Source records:
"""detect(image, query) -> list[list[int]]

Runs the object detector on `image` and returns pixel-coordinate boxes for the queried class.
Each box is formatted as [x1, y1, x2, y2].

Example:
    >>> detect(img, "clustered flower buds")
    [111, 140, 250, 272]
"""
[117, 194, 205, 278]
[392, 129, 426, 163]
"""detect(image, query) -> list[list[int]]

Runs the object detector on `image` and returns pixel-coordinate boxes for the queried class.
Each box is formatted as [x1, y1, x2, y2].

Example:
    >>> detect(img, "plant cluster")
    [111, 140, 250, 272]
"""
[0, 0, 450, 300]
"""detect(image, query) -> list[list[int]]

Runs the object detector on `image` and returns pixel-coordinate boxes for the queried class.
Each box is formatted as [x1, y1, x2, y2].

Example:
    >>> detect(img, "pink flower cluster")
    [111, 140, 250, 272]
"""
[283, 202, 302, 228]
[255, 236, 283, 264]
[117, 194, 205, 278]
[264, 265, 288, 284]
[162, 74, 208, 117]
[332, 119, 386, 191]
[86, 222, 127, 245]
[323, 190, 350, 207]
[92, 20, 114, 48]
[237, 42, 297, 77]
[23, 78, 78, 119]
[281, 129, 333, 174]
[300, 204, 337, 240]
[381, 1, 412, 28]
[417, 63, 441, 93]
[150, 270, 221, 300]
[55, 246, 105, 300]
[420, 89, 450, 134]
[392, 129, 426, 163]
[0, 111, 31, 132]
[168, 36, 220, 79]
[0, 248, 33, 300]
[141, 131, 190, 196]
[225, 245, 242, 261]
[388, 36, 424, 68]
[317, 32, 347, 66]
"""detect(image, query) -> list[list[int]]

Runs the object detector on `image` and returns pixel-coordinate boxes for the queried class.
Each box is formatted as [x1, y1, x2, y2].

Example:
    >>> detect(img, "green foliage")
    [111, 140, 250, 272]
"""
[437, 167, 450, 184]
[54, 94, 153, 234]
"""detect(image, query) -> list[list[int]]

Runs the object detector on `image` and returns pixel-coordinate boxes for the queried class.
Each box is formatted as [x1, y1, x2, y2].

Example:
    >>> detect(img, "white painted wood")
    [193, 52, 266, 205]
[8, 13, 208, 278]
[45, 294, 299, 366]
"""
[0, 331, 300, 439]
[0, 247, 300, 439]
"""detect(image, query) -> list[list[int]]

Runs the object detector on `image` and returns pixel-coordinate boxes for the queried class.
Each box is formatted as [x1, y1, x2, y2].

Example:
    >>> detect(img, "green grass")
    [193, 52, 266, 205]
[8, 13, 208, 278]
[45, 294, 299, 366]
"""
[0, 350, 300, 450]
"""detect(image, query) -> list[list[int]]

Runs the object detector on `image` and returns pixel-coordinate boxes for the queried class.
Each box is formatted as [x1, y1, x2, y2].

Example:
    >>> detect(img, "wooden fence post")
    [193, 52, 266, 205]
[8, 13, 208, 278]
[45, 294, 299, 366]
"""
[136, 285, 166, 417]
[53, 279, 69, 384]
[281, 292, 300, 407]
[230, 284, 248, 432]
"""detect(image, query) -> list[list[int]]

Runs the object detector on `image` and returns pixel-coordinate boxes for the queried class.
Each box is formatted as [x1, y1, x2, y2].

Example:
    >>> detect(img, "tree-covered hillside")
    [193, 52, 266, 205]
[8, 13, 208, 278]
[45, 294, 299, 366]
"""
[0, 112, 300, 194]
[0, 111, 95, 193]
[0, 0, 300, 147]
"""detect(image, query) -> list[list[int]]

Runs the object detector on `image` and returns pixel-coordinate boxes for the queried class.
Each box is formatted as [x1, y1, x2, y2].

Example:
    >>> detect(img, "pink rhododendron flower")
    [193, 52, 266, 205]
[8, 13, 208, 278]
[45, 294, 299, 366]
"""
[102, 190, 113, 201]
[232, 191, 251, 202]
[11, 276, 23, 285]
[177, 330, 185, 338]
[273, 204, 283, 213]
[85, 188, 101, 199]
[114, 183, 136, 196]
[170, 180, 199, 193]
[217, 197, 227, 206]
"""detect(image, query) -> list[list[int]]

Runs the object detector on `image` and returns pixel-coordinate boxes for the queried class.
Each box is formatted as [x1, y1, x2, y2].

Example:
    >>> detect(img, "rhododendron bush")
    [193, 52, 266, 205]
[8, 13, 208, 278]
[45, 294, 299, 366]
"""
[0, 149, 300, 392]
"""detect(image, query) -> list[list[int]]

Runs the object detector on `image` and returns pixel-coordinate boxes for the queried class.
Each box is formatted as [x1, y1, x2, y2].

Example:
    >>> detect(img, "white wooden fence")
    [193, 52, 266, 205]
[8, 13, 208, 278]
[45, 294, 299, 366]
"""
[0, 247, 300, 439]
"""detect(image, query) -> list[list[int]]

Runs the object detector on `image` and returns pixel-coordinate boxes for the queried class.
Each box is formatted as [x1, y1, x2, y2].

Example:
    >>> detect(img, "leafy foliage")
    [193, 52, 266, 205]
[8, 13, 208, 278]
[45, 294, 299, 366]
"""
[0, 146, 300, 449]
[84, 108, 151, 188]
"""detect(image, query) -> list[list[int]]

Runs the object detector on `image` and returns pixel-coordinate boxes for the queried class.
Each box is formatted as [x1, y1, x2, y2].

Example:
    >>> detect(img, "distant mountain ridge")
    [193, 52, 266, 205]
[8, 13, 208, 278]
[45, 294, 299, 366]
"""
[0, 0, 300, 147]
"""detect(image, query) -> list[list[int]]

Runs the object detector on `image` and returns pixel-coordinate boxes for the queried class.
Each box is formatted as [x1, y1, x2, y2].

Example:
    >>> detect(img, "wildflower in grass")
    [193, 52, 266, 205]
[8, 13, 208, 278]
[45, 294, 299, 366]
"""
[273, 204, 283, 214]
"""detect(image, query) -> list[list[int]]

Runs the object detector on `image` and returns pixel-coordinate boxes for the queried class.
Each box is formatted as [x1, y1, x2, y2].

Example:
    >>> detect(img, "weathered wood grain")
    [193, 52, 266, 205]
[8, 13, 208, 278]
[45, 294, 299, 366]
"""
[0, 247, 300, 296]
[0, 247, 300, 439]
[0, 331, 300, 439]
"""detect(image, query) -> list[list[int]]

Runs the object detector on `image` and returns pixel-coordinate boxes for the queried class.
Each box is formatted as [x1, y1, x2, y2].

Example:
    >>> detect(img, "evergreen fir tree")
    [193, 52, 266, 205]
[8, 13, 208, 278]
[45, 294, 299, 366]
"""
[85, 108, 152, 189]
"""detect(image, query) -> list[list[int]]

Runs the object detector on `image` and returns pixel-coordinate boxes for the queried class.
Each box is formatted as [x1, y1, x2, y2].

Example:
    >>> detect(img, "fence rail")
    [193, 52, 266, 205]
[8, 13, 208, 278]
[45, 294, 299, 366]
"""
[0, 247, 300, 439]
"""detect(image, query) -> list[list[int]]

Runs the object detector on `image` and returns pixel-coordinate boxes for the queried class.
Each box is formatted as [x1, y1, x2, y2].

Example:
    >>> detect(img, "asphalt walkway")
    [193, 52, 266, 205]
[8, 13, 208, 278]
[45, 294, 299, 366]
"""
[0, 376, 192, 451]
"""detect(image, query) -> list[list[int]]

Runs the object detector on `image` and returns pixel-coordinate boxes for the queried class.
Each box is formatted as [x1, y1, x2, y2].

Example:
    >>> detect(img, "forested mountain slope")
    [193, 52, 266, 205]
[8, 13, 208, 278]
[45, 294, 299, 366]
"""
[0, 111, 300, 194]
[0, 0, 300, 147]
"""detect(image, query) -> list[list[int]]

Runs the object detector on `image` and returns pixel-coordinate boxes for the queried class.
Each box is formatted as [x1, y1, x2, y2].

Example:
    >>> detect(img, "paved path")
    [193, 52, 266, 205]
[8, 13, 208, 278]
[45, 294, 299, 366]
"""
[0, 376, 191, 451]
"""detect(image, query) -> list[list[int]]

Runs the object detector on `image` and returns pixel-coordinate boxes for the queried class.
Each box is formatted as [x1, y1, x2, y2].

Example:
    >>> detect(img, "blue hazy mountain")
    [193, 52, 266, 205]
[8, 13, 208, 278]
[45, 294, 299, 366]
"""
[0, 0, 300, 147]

__Aim of the exercise__.
Render as a numbered list, with blank lines omitted, the part of the rows that runs from the first line through the line containing "[0, 0, 450, 300]", both ends included.

__Solution for this task__.
1. """detect(image, query) -> list[list[int]]
2. Runs the object detector on `image` and returns pixel-coordinate boxes for the queried class.
3. Each box is formatted as [x1, y1, x2, y2].
4. Example:
5.     >>> detect(img, "clustered flower buds")
6.     [111, 140, 250, 272]
7. """
8. [117, 194, 205, 278]
9. [392, 129, 426, 163]
10. """detect(image, query) -> list[list[int]]
11. Runs the object detector on `image` and returns pixel-coordinate boxes for the queried class.
12. Each box is formatted as [x1, y1, x2, y2].
13. Example:
14.     >>> detect(img, "plant cluster")
15.     [111, 140, 250, 272]
16. """
17. [0, 0, 450, 300]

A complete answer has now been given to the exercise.